+++ 연습용 기록

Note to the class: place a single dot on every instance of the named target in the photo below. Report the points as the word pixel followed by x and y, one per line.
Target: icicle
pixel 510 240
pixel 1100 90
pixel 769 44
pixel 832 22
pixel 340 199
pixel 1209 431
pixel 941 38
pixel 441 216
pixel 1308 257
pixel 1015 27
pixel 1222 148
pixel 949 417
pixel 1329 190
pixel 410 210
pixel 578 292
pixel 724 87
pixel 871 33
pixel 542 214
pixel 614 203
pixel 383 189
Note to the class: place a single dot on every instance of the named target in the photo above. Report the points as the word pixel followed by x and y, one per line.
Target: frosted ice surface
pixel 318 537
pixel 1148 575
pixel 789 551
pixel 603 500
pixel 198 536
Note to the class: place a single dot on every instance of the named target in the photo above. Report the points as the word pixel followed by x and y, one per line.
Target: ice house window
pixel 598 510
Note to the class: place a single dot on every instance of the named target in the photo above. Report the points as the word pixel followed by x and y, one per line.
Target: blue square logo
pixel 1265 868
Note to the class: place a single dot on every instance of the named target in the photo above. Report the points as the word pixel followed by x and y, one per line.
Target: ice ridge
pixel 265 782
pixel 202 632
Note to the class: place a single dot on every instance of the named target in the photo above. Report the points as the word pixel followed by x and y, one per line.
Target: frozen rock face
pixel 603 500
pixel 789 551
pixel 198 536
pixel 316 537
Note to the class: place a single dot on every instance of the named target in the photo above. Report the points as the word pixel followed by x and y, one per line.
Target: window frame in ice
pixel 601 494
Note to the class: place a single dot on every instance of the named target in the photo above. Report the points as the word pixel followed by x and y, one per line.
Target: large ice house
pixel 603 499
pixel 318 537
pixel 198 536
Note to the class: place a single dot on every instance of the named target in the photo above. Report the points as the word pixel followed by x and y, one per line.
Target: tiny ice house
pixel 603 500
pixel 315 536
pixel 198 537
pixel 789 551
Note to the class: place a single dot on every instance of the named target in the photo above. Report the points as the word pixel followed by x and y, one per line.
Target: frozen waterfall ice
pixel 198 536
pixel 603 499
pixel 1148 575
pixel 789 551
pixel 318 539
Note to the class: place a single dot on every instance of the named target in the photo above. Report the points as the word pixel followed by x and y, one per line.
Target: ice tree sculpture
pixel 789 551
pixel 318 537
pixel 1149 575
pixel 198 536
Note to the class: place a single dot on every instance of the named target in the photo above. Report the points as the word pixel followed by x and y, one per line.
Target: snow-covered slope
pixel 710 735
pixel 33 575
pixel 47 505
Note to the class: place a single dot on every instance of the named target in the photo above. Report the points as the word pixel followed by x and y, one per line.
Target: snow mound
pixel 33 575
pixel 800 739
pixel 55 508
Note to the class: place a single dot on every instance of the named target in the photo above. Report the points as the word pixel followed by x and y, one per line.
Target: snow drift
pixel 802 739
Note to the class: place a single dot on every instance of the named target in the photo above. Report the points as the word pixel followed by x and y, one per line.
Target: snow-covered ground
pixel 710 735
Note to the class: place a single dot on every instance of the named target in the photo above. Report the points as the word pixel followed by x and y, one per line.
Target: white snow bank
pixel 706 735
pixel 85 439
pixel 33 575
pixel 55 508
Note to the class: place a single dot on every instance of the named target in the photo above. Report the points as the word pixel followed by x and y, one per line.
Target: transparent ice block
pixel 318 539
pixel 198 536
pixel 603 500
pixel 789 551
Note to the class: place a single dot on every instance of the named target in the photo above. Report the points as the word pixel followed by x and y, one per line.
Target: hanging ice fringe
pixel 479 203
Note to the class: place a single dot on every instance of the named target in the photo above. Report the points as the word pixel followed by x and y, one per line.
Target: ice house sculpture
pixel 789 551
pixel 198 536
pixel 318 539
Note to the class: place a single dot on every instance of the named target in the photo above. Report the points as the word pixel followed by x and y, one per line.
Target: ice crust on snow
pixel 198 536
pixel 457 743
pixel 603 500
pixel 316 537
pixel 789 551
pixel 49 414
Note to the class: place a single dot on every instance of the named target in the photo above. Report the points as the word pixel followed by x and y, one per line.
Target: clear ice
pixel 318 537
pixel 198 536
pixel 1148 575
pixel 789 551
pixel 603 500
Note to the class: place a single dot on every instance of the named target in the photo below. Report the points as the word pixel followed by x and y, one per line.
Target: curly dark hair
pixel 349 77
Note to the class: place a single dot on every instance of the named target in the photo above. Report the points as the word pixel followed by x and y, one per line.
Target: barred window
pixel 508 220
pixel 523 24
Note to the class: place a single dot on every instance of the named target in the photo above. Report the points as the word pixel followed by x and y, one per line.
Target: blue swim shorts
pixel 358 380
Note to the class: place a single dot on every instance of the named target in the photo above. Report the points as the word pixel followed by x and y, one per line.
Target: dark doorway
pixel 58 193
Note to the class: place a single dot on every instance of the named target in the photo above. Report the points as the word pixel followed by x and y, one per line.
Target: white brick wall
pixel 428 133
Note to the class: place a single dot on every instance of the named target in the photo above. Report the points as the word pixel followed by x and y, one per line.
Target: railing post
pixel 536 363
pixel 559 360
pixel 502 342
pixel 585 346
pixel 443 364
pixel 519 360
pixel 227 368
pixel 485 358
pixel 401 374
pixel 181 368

++++++

기록 맨 앞부터 "pixel 202 632" 줄까지 전부 옮겨 적되, "icicle" 표현만 "ice spike" 표현으로 바꾸세요.

Note to the class: place a single dot on every instance of the named target in the photo below. Report the points as the word pixel followed by x and y, one per line.
Target: ice spike
pixel 510 240
pixel 1100 90
pixel 769 44
pixel 832 22
pixel 340 199
pixel 1209 431
pixel 941 38
pixel 441 216
pixel 1308 257
pixel 1015 27
pixel 1222 148
pixel 949 417
pixel 1329 190
pixel 410 210
pixel 578 292
pixel 724 87
pixel 871 33
pixel 542 214
pixel 614 203
pixel 383 189
Note to the class: place a single dot on every instance of the named target in the photo above. Report the points as the word pixel followed by x and y, one per line.
Target: frosted ice surface
pixel 318 537
pixel 1148 575
pixel 789 551
pixel 603 500
pixel 198 536
Note to the class: place a single dot on every instance of the named target in the photo above. Report the points as the word pixel followed by x and y, one per line.
Target: ice house window
pixel 598 510
Note to the class: place a single dot on every instance of the named target in the photo above. Report the points as the word pixel followed by x and y, one per line.
Target: blue square logo
pixel 1265 868
Note to the class: place a single dot on every instance of the named target in the photo above. Report the points as the word pixel followed by x and y, one per line.
Target: ice ridge
pixel 265 782
pixel 202 632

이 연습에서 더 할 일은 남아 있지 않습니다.